**Page text:**
— START —
As I alluded in my first post, I don't think anyone's been able to establish that there are any "natural" intuitions regarding these issues, in what sense they can be considered "natural", or more importantly why it matters.
I do recognize that the purpose of the Nahmias et al paper was to refute the claim that incompatiblism is more intuitive, but I still totally unclear what is at stake. As I said in my first post, there doesn't seem to be anything fixed about folk intuitions, given their historical nature, so even if incompatibilist is more intuitive to the folk what would it matter? What is at stake here?
Posted by: Mark Smeltzer | March 25, 2005 at 10:48 AM
A hodgepodge of comments re some above posts. (Sorry, I blog seldom, but I figured I might want to get in on this one.)
First, to Mark: there is a strong tendancy among philosophers to think that one's theory had better (a) preserve as many "pre-theoretical" intuitions as possible and (b) tell a good story as to why we should jettison those intuitions that it fails to preserve. Now, if I understand you aright, you think this tendancy is mistaken: who cares what the folk "intuitions" are, since those intuitions are just poorly done philosophy and liable to change with the next quazi-philosophical movie anyway.
This would be a really nice response to all sorts of arguments from intuitions: I'd like to make use of it, but I can't see how to make it work. If you're going to endorse it, you have to answer some other pretty tough questions: for instance, if we're not beholden to "folk" intuitions, are we beholden to any intuitions at all? (Could a JTB-er plausibly respond to the Gettier cases by saying, "Oh, those are just your intuitions -- who cares about intuitions? Jones still knows that Smith has a Ford (or whatever).") If not, what are the data points which a philosophical theory must fit? And if so, which intuitions are the "important" ones, and why are they *better* than folk intuitions? (They are influenced by theory and liable to change also, after all.)
— END —
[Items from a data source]
— START —
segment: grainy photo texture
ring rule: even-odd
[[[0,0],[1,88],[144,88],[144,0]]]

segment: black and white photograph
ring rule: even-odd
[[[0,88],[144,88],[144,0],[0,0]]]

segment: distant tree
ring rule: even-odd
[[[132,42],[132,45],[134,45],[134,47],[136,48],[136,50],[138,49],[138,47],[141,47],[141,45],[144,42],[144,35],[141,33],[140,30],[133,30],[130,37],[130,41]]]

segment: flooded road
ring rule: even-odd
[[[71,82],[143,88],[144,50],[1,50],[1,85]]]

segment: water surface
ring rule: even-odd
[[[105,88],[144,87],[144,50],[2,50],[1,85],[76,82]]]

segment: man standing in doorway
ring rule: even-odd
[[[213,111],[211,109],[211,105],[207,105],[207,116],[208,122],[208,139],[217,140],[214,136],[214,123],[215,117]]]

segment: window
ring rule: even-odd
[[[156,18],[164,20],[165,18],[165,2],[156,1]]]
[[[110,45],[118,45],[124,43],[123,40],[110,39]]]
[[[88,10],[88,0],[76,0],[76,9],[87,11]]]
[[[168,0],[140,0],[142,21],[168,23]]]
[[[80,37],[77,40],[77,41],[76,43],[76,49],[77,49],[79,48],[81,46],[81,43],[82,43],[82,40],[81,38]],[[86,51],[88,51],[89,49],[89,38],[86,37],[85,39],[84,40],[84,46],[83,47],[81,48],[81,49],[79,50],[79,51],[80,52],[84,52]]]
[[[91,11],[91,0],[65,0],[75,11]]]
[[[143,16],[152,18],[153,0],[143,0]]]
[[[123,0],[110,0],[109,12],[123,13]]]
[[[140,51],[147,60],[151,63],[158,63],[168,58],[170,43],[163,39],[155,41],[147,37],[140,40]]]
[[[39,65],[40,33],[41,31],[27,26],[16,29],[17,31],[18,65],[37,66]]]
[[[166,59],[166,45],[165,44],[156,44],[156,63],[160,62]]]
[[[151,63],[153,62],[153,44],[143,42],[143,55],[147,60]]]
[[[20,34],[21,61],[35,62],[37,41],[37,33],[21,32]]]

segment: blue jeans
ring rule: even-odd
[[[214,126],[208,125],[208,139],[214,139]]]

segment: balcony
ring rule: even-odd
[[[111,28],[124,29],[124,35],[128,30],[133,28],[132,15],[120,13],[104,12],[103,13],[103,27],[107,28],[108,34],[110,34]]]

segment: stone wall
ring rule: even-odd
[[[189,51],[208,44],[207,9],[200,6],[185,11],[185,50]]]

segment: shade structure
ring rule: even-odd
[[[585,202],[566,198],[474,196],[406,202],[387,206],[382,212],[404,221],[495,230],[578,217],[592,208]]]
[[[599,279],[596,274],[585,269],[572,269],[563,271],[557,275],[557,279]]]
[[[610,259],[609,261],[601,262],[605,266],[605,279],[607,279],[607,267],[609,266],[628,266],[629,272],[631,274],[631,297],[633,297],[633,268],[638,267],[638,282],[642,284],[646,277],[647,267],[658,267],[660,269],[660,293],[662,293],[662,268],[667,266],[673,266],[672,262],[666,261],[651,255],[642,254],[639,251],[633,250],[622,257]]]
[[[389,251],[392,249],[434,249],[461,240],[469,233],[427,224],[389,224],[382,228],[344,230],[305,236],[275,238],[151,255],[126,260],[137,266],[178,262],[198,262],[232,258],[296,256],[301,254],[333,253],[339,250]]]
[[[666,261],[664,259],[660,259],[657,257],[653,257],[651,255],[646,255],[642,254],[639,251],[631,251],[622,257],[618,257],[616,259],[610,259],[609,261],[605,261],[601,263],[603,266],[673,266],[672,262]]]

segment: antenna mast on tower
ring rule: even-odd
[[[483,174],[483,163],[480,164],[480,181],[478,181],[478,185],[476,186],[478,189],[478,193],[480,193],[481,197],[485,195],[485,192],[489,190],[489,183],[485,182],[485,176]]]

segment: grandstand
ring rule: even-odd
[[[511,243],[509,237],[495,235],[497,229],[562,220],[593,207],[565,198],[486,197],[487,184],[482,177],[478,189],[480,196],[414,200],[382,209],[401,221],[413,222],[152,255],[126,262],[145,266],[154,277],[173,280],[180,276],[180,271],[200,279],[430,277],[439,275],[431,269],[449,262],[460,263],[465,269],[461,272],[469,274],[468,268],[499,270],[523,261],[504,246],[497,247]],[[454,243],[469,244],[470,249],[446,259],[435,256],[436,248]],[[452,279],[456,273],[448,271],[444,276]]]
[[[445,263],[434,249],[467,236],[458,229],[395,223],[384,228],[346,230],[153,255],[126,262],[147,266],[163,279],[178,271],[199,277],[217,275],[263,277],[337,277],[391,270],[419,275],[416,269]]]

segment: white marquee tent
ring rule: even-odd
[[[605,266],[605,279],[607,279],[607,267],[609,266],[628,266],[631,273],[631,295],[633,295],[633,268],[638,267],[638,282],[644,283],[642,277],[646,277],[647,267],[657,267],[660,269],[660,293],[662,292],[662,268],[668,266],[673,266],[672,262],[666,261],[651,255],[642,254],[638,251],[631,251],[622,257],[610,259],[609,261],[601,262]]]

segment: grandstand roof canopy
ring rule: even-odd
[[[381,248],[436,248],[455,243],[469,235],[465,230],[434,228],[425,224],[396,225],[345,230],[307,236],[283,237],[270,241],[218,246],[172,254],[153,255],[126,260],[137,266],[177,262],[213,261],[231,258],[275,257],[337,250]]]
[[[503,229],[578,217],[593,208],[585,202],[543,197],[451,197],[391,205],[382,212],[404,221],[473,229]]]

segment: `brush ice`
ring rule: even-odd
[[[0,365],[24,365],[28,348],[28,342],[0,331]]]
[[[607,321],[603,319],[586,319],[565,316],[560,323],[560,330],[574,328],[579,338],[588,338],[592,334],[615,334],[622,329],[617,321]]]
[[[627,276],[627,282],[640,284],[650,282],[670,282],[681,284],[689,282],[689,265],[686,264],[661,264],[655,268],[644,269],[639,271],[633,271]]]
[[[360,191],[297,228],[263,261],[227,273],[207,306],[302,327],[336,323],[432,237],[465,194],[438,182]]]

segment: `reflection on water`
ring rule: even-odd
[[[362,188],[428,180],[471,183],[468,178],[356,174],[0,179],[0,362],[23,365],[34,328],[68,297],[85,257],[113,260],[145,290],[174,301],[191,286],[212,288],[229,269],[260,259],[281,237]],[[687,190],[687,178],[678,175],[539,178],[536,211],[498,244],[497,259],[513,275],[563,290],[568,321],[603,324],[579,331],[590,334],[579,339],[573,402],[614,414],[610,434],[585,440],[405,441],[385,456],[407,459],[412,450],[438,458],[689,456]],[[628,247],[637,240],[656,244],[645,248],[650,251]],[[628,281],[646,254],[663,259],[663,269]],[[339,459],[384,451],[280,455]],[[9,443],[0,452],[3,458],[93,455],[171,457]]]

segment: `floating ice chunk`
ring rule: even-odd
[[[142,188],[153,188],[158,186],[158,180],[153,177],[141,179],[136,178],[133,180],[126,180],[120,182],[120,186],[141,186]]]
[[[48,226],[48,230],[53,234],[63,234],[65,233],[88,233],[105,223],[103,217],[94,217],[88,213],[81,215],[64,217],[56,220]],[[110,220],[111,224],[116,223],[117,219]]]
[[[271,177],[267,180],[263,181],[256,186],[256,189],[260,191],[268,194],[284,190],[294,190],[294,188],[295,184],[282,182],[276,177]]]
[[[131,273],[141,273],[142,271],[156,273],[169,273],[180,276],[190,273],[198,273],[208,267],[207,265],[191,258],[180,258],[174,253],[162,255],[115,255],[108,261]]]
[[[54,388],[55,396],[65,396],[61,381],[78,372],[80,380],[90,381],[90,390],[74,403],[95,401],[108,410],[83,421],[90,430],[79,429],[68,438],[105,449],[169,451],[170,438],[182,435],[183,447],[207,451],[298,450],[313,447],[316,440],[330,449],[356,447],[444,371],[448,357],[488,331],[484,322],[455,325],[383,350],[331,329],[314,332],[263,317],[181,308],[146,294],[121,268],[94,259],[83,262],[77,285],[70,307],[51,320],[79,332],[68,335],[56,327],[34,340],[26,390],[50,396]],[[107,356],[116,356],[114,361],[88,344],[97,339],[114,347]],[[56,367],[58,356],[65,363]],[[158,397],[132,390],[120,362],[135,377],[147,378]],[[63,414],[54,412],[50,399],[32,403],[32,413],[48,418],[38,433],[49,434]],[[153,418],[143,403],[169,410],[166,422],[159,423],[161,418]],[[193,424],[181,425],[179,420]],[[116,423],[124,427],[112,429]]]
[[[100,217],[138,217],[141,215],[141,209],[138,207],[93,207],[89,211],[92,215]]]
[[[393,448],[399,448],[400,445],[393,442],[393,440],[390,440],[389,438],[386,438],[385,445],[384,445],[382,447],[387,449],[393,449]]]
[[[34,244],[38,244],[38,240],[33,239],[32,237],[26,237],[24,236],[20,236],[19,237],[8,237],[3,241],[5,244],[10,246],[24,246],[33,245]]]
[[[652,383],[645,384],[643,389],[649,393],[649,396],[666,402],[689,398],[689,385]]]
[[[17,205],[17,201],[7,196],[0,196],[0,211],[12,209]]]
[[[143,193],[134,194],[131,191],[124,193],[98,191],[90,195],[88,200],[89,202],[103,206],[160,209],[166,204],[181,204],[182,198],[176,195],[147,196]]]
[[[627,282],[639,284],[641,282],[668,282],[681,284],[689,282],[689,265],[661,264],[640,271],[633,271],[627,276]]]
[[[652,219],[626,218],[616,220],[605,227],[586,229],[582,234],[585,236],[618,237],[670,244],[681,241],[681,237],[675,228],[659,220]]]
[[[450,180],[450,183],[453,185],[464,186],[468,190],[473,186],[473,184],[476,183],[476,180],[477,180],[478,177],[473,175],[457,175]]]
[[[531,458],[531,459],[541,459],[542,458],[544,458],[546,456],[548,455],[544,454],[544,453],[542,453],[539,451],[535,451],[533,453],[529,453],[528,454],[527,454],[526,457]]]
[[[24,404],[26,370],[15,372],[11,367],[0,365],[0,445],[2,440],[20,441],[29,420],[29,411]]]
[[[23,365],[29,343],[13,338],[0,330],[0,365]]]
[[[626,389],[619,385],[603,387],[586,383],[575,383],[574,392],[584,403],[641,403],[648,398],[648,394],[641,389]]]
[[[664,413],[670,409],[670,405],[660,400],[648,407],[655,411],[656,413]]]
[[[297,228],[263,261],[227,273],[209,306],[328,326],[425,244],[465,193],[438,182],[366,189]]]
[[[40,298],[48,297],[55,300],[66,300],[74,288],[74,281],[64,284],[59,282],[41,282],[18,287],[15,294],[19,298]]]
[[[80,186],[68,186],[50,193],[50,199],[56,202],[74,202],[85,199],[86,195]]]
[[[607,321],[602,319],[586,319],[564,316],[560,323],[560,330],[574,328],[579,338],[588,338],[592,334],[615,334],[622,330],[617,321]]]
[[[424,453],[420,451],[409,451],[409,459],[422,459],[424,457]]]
— END —
**Problem to solve:** Give back the entire comment thread on folk intuitions word for word, keeping every line and its punctuation. The listing has no connection to the comment thread on folk intuitions.

**Task response:**
As I alluded in my first post, I don't think anyone's been able to establish that there are any "natural" intuitions regarding these issues, in what sense they can be considered "natural", or more importantly why it matters.
I do recognize that the purpose of the Nahmias et al paper was to refute the claim that incompatiblism is more intuitive, but I still totally unclear what is at stake. As I said in my first post, there doesn't seem to be anything fixed about folk intuitions, given their historical nature, so even if incompatibilist is more intuitive to the folk what would it matter? What is at stake here?
Posted by: Mark Smeltzer | March 25, 2005 at 10:48 AM
A hodgepodge of comments re some above posts. (Sorry, I blog seldom, but I figured I might want to get in on this one.)
First, to Mark: there is a strong tendancy among philosophers to think that one's theory had better (a) preserve as many "pre-theoretical" intuitions as possible and (b) tell a good story as to why we should jettison those intuitions that it fails to preserve. Now, if I understand you aright, you think this tendancy is mistaken: who cares what the folk "intuitions" are, since those intuitions are just poorly done philosophy and liable to change with the next quazi-philosophical movie anyway.
This would be a really nice response to all sorts of arguments from intuitions: I'd like to make use of it, but I can't see how to make it work. If you're going to endorse it, you have to answer some other pretty tough questions: for instance, if we're not beholden to "folk" intuitions, are we beholden to any intuitions at all? (Could a JTB-er plausibly respond to the Gettier cases by saying, "Oh, those are just your intuitions -- who cares about intuitions? Jones still knows that Smith has a Ford (or whatever).") If not, what are the data points which a philosophical theory must fit? And if so, which intuitions are the "important" ones, and why are they *better* than folk intuitions? (They are influenced by theory and liable to change also, after all.)